> **Your instructions**: Present every line of the records below as a numbered list, one line per item, and omit any blank lines.

> **Supplied material**:

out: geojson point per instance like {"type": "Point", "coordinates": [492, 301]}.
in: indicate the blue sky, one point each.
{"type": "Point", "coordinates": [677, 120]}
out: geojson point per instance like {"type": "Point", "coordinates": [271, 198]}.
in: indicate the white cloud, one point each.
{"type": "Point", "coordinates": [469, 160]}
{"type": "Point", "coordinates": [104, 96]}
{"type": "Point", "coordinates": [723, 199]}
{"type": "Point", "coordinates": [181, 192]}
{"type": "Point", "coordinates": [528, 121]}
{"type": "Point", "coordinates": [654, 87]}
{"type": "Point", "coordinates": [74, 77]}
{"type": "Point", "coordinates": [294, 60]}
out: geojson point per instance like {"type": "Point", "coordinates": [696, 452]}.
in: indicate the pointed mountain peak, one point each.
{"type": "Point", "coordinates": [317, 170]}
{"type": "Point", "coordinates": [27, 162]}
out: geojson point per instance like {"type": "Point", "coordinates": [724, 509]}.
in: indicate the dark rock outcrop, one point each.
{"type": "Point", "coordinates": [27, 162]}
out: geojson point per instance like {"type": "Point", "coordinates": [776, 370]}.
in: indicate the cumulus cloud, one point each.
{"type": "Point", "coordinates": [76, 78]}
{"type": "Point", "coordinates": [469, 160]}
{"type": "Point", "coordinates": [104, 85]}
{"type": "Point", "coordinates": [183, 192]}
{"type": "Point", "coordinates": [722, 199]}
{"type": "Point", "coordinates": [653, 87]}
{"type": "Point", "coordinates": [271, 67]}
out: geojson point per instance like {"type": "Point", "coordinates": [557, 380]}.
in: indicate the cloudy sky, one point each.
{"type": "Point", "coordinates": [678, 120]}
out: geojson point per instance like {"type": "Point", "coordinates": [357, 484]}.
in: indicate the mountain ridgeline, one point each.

> **Result of the exercise**:
1. out: geojson point per instance like {"type": "Point", "coordinates": [492, 301]}.
2. in: indicate the blue sky, one point each.
3. {"type": "Point", "coordinates": [677, 120]}
4. out: geojson point per instance like {"type": "Point", "coordinates": [271, 198]}.
5. in: indicate the white cloud, one point each.
6. {"type": "Point", "coordinates": [469, 160]}
7. {"type": "Point", "coordinates": [104, 96]}
8. {"type": "Point", "coordinates": [723, 199]}
9. {"type": "Point", "coordinates": [181, 192]}
10. {"type": "Point", "coordinates": [528, 121]}
11. {"type": "Point", "coordinates": [654, 87]}
12. {"type": "Point", "coordinates": [74, 77]}
13. {"type": "Point", "coordinates": [294, 60]}
14. out: geojson point per instance like {"type": "Point", "coordinates": [696, 452]}.
15. in: indicate the pointed mountain peak, one point each.
16. {"type": "Point", "coordinates": [317, 170]}
17. {"type": "Point", "coordinates": [27, 162]}
18. out: geojson point per instance like {"type": "Point", "coordinates": [724, 509]}.
19. in: indicate the dark rock outcrop, one point each.
20. {"type": "Point", "coordinates": [27, 162]}
21. out: geojson point per instance like {"type": "Point", "coordinates": [776, 370]}.
22. in: indicate the cumulus cloud, one point each.
23. {"type": "Point", "coordinates": [76, 78]}
24. {"type": "Point", "coordinates": [469, 160]}
25. {"type": "Point", "coordinates": [104, 85]}
26. {"type": "Point", "coordinates": [183, 192]}
27. {"type": "Point", "coordinates": [722, 199]}
28. {"type": "Point", "coordinates": [653, 87]}
29. {"type": "Point", "coordinates": [271, 67]}
30. out: geojson point per instance like {"type": "Point", "coordinates": [557, 380]}.
31. in: indicate the cloudy sky, one point each.
32. {"type": "Point", "coordinates": [678, 120]}
33. out: geojson point per instance like {"type": "Point", "coordinates": [357, 484]}.
34. in: indicate the mountain ridgeline, one point each.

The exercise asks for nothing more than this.